Your instructions:
Copy the listing below with every "earns one marker" swapped for "gets one point", leaving everything else unchanged.

[start of Given data]

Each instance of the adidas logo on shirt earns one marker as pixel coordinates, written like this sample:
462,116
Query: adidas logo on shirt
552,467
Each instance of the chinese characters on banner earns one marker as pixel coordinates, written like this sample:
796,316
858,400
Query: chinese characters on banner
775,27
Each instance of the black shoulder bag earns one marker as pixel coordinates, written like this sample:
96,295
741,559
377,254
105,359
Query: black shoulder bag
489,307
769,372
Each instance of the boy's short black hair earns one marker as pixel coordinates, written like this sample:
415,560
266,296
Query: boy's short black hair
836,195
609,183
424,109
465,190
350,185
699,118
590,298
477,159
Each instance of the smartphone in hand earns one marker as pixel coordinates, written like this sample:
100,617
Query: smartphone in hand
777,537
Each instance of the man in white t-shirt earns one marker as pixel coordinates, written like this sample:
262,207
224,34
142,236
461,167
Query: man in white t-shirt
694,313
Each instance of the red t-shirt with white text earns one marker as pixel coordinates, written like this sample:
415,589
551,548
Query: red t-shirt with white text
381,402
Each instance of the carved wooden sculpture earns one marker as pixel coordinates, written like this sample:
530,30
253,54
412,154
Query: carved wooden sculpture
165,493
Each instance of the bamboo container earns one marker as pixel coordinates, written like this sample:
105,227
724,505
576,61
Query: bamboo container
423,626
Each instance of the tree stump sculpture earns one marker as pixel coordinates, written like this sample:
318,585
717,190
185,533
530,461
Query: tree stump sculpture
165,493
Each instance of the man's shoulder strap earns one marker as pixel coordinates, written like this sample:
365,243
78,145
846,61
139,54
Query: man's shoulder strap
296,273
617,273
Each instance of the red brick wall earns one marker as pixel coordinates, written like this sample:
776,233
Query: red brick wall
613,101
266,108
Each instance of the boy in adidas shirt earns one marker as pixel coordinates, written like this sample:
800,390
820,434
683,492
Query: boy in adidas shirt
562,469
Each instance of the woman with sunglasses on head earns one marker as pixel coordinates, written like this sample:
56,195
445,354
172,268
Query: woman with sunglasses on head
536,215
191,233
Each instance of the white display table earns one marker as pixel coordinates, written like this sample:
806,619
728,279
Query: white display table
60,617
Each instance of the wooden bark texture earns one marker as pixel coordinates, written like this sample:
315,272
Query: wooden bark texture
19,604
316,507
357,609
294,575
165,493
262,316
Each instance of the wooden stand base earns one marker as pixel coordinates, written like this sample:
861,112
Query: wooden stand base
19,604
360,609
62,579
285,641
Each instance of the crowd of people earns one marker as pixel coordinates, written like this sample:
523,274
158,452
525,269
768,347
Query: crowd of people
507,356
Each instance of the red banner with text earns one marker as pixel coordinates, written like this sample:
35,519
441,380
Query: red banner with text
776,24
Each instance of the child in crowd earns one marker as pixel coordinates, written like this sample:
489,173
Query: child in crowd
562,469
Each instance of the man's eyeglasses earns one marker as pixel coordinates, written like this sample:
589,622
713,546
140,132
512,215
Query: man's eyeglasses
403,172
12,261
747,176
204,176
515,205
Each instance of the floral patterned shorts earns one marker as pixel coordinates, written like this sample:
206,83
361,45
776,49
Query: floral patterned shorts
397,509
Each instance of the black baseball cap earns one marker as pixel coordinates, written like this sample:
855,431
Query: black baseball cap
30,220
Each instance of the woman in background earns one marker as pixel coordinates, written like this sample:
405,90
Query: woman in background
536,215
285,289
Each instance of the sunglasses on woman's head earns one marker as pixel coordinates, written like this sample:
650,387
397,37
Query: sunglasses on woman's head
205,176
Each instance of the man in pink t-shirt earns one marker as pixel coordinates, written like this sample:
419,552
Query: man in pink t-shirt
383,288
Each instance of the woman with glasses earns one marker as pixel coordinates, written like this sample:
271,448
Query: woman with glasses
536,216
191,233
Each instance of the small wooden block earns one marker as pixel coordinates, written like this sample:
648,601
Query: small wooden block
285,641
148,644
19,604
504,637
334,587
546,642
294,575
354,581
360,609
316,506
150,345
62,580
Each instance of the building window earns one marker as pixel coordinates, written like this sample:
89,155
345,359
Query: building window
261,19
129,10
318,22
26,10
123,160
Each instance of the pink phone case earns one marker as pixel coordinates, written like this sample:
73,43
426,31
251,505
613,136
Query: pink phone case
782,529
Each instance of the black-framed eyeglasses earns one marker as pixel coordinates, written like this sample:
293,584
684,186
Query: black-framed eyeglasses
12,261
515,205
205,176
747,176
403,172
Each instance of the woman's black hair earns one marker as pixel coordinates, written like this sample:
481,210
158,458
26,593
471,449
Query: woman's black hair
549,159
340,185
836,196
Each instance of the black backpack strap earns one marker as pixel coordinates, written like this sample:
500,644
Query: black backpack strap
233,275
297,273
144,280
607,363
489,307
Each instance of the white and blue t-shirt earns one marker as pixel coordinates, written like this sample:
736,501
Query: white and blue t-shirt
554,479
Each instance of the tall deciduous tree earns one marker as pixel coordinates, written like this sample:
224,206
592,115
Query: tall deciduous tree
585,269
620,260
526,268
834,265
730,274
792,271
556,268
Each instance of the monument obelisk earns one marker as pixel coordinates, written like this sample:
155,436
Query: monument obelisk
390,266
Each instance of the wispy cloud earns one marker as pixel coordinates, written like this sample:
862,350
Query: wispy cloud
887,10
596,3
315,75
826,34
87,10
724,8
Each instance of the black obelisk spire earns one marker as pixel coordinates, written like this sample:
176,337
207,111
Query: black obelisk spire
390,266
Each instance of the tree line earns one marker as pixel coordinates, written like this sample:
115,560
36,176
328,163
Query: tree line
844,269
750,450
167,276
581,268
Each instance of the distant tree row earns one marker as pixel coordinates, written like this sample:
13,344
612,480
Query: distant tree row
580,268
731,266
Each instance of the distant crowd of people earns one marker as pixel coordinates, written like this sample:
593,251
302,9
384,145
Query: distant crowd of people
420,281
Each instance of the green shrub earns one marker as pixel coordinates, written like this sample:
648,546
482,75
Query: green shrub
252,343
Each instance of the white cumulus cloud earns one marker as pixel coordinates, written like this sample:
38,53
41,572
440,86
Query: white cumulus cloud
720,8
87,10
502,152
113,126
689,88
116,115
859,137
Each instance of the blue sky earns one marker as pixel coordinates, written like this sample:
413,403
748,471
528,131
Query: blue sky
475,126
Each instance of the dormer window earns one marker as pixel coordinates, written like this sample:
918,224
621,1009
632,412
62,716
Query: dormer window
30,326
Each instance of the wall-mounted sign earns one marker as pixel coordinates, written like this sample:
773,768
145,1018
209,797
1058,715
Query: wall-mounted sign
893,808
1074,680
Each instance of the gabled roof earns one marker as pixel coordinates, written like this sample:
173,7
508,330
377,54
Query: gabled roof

[end of Given data]

Exercise response:
Each instance of the adidas logo on shirt gets one point as pixel coordinates, written like this sample:
462,116
Query: adidas logo on shirt
552,467
Each instance of the chinese characters on banner gets one point as pixel coordinates, written like this sample:
796,316
858,400
Query: chinese characters on banner
775,27
Each instance of the black shoulder bag gets one point as pixel coordinates, written like this sample:
96,295
741,559
377,254
105,359
Query: black shoulder bag
489,307
769,372
Each instance of the boy's short black hair gets one point as pixel coordinates, written like this sample:
415,560
266,296
Query: boy's short black hair
836,195
609,183
424,109
465,190
350,185
699,118
590,298
477,159
Each instance of the smartphone in hand gets one point as pixel coordinates, written like this sample:
100,617
Query: smartphone in hand
777,537
Each instance of the man in white t-shirt gets one point as pixel coordinates, written like this sample:
262,207
224,34
142,236
461,167
Query: man in white t-shirt
694,313
Each instance of the red t-shirt with white text gets one point as pixel coordinates, written like this sample:
415,589
551,548
Query: red t-shirt with white text
381,402
Each instance of the carved wooden sculpture gets one point as pixel coordinates, written like this sample:
530,30
253,54
412,154
Query: carved wooden sculpture
165,493
Each instance of the bamboo container gets one point as pixel coordinates, written like this sample:
105,227
724,505
576,61
Query: bamboo container
423,626
Each instance of the tree stump sculpture gets one point as pixel coordinates, written like this sample:
318,585
717,190
185,533
530,461
Query: tree stump sculpture
165,493
Each instance of the man's shoulder strap gets one point as pixel coordinates, written like this sample:
365,243
78,145
846,61
139,54
Query: man's shoulder strap
296,273
617,273
Each instance of the red brick wall gets one point as pixel coordinates, written like this sample:
776,233
Query: red brick wall
613,101
266,108
Each instance of the boy in adidas shirt gets one point as pixel coordinates, written like this sample:
800,390
820,434
683,492
Query: boy in adidas shirt
562,469
Each instance of the woman with sunglasses on head gets one point as pixel coordinates, written like this sample:
56,195
445,354
172,268
Query: woman with sunglasses on head
536,215
191,233
Each instance of the white display table gets one point as pixel coordinates, written like this sample:
806,619
728,279
Query: white display table
60,617
Each instance of the wooden bark texture gets one point as pixel coordinates, written like this sample:
315,272
Query: wooden bark texture
19,604
316,507
357,609
294,575
165,493
262,316
Each instance of the wooden stand base gets one point as pixel coordinates, written like this sample:
861,112
Query: wooden stand base
19,604
360,609
62,579
285,641
Each instance of the crowd of people gets one point as pixel coordinates, written like this sample:
523,274
158,452
525,269
768,347
Query: crowd of people
507,356
Each instance of the red banner with text gets one point as pixel coordinates, written like this sample:
35,519
441,380
Query: red banner with text
776,24
Each instance of the child in crowd gets one point as pixel coordinates, written like this sample:
489,173
Query: child in crowd
562,469
Each instance of the man's eyeglasses gets one point as pixel coordinates, written like this sample:
589,622
713,546
140,132
512,215
Query: man's eyeglasses
403,172
12,261
747,176
204,176
515,205
Each instance of the floral patterned shorts gets one point as pixel coordinates, written like this sample:
206,83
361,45
776,49
Query: floral patterned shorts
397,509
Each instance of the black baseball cap gets one point as pixel coordinates, written like this sample:
855,431
Query: black baseball cap
30,220
Each instance of the woman in background gets one point as pixel coordinates, written like this sample:
405,90
Query: woman in background
536,215
285,289
Each instance of the sunglasses on woman's head gets one point as pixel coordinates, written like this sample:
650,387
397,37
Query: sunglasses on woman's head
205,176
Each instance of the man in pink t-shirt gets one point as pixel coordinates, written like this sample:
419,552
Query: man in pink t-shirt
383,288
Each instance of the woman with glasses gets one point as pixel coordinates, written like this sample:
271,448
Query: woman with glasses
536,216
191,233
Each instance of the small wooden block gets one point as pixel coordinates, written like this sample:
648,601
Query: small wooden block
285,641
148,644
19,604
504,637
334,587
546,642
294,575
354,581
360,609
316,506
150,345
62,580
Each instance of the building window gets one point as pixel coordinates, written like this sample:
89,155
345,359
Query: building window
261,19
129,10
318,22
26,10
123,160
Each instance of the pink phone case gets one point as pixel coordinates, written like this sample:
73,43
426,31
251,505
613,136
Query: pink phone case
782,529
Each instance of the black-framed eyeglasses gets one point as pixel coordinates, written like this sample:
293,584
684,186
Query: black-framed eyeglasses
12,261
515,205
205,176
747,176
403,172
Each instance of the woman's black hair gets one point as pixel coordinates, written like this sample:
481,210
158,458
26,593
471,449
Query: woman's black hair
549,159
340,185
836,196
Each instance of the black backpack strap gets one point as pixel coordinates, written like this sample:
500,644
Query: black backpack strap
233,275
297,273
144,280
607,363
489,307
Each instance of the white and blue t-shirt gets one point as pixel coordinates, written like this sample:
736,501
Query: white and blue t-shirt
554,479
Each instance of the tall deciduous tree gets one point as pixel coordinates, written like this sample:
224,206
592,115
Query: tall deciduous tree
585,269
620,260
526,268
834,265
730,274
792,271
556,268
Each instance of the monument obelisk gets one point as pixel coordinates, written like this sample:
155,436
Query: monument obelisk
390,266
Each instance of the wispy cloud gets one point as pixel coordinates, written like this sample:
862,350
Query: wispy cloud
887,10
596,3
315,75
826,34
87,10
724,8
Each instance of the black obelisk spire gets one point as pixel coordinates, written like this sample:
176,337
207,111
Query: black obelisk spire
390,266
Each instance of the tree line gets one point as pixel coordinates, written like this sample:
115,560
36,176
328,163
Query: tree line
844,269
750,450
167,276
581,268
Each instance of the distant tree row gets one point as pixel coordinates, written like this sample:
13,344
612,480
Query: distant tree row
580,268
731,266
Each instance of the distant crowd of people gets one point as pixel coordinates, written like this sample:
593,251
302,9
384,145
Query: distant crowd of people
420,281
Each instance of the green shrub gets one point as pixel coordinates, written like this sample:
648,546
482,75
Query: green shrub
252,343
Each instance of the white cumulus cloud gets one point as pixel coordinates, written like this sample:
38,53
41,572
440,86
Query: white cumulus cloud
720,8
87,10
502,152
113,126
689,88
116,115
859,137
Each instance of the blue sky gets one point as pixel coordinates, written like this sample:
413,403
748,471
528,131
Query: blue sky
475,126
Each instance of the dormer window gets one point as pixel coordinates, written like this sample:
918,224
621,1009
632,412
62,716
Query: dormer window
30,326
Each instance of the wall-mounted sign gets one point as pixel coordinates, written like this sample:
773,768
145,1018
209,797
1058,715
Query: wall-mounted sign
893,808
1074,680
Each instance of the gabled roof gets one point as pixel coordinates, written like this sample:
173,7
508,330
377,54
Query: gabled roof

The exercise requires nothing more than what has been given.